Top of Exercise data

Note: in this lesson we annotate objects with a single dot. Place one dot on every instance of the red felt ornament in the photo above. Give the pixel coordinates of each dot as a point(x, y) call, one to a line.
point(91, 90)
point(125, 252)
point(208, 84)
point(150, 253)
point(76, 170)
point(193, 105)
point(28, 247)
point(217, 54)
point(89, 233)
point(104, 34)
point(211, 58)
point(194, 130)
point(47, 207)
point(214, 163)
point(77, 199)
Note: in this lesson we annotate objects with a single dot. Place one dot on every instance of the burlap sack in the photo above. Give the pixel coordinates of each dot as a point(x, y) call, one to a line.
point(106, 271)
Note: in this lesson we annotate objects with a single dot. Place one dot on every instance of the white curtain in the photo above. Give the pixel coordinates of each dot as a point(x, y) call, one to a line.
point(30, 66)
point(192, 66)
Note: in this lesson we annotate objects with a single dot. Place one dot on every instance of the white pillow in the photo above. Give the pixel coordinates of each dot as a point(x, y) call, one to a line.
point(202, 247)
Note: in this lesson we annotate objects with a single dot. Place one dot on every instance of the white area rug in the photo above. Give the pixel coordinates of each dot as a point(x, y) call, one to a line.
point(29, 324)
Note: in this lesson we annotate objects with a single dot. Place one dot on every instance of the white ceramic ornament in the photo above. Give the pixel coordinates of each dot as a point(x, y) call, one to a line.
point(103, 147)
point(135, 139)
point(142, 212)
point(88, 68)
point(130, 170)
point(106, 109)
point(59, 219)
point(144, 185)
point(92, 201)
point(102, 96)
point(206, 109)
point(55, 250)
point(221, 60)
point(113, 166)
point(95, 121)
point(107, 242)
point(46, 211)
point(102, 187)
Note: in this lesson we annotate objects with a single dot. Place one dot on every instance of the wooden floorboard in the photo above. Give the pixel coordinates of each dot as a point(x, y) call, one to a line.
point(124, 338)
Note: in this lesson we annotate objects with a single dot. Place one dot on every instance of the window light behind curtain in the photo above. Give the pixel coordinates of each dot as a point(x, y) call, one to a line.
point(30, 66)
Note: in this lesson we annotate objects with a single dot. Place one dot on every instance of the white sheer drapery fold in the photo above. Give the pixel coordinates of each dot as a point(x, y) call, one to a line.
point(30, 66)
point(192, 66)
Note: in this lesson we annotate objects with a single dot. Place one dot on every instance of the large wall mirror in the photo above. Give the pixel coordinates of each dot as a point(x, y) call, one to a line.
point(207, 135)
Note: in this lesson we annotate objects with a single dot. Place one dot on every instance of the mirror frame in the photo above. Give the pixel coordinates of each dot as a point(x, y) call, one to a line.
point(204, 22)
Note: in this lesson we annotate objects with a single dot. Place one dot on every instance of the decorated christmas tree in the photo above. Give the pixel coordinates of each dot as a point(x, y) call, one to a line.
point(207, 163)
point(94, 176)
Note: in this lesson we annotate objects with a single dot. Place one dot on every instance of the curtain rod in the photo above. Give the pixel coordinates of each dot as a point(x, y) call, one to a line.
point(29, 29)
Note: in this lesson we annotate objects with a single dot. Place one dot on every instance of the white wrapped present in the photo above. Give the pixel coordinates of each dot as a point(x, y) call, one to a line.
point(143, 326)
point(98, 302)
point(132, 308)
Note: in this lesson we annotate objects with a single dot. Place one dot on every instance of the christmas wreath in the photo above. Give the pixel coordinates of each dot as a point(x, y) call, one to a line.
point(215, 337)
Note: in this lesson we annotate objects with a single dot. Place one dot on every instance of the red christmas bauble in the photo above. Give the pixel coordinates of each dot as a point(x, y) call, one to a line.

Bottom of Exercise data

Without omitting anything, output the data verbatim.

Exercise response =>
Note: in this lesson we annotate objects with a single dot. Place one dot on every instance of the red felt ornament in the photo above. Give the pixel coordinates of each dot as a point(x, y) call, one to a line.
point(91, 90)
point(125, 252)
point(208, 84)
point(150, 253)
point(76, 170)
point(193, 105)
point(28, 247)
point(217, 54)
point(89, 233)
point(104, 34)
point(211, 58)
point(194, 130)
point(47, 207)
point(214, 163)
point(77, 199)
Note: in this lesson we annotate objects with a single dot. Place one dot on every instance of the burlap sack in the photo above. Give the pixel coordinates of each dot as a point(x, y) call, one to a line.
point(106, 271)
Note: in this lesson we annotate objects with a single dot. Place one dot on every instance of the white curtain in the photo above. Give the pixel coordinates of each dot as a point(x, y) call, one to a line.
point(30, 66)
point(192, 66)
Note: in this lesson we annotate objects with a single dot. Place one dot on every instance of the white pillow in the photo above. Give the pixel coordinates of each dot as a point(x, y) call, one to a line.
point(202, 247)
Note: in this lesson we annotate objects with a single dot. Place one dot on every instance of the white area rug in the photo above. Give the pixel coordinates of each dot as a point(x, y) call, one to a line.
point(29, 324)
Note: in this lesson we annotate objects with a single dot. Place one dot on every instance of the white ceramic ornament in the photo above. Give the pixel coordinates of each dot as a point(x, y) call, one to a line.
point(103, 147)
point(135, 139)
point(142, 212)
point(88, 68)
point(130, 170)
point(106, 109)
point(59, 219)
point(144, 185)
point(92, 201)
point(102, 96)
point(206, 109)
point(55, 250)
point(221, 60)
point(113, 166)
point(95, 121)
point(107, 242)
point(46, 211)
point(102, 187)
Note: in this lesson we annotate objects with a single dot. Place one dot on every instance of the wooden floorboard in the photo above. Give the pixel coordinates of each dot as a point(x, y) call, one to a line.
point(124, 338)
Note: in this lesson we annotate objects with a single dot. Place one dot on every instance of the window light behind curtain in the photo above. Give the pixel coordinates of each dot as a point(x, y) call, one to a line.
point(30, 66)
Note: in this lesson we annotate objects with a single dot. Place one dot on every instance of the white sheer drapery fold in the photo above. Give the pixel coordinates of each dot as a point(x, y) call, one to a line.
point(30, 66)
point(192, 66)
Note: in this lesson we annotate objects with a single dot. Place one dot on every instance of the large wall mirror in the photo above. Give the pixel coordinates of each dot as a point(x, y) call, one to a line.
point(207, 135)
Note: in this lesson we annotate objects with a single dot. Place one dot on every instance of the mirror frame in the photo above. Give the pixel coordinates of each dot as a point(x, y) call, one to a line.
point(204, 22)
Note: in this lesson we annotate objects with a single dot. Place one dot on every instance of the decorated christmas tree in the photo above. Give the pixel coordinates of each dot as a point(x, y) call, one to a line.
point(207, 163)
point(94, 176)
Note: in this lesson we annotate objects with a single dot. Place one dot on every instance of the curtain rod in the photo above. Give the pixel coordinates of each dot as a point(x, y) call, one to a line.
point(29, 29)
Note: in this lesson we annotate objects with a single dot. Place one dot on every instance of the white wrapped present in the photo above. Give the pixel coordinates of each dot as a point(x, y) call, one to a line.
point(143, 326)
point(98, 302)
point(132, 308)
Note: in this lesson we annotate objects with a single dot. Place one dot on every instance of the christmas wreath in the photo above. Give the pixel coordinates of each dot as a point(x, y) call, one to a line.
point(215, 337)
Note: in this lesson we annotate objects with a single dot. Place one dot on every instance of the red christmas bauble in the photo above. Give the pixel coordinates of each dot as a point(x, y) call, one to a line.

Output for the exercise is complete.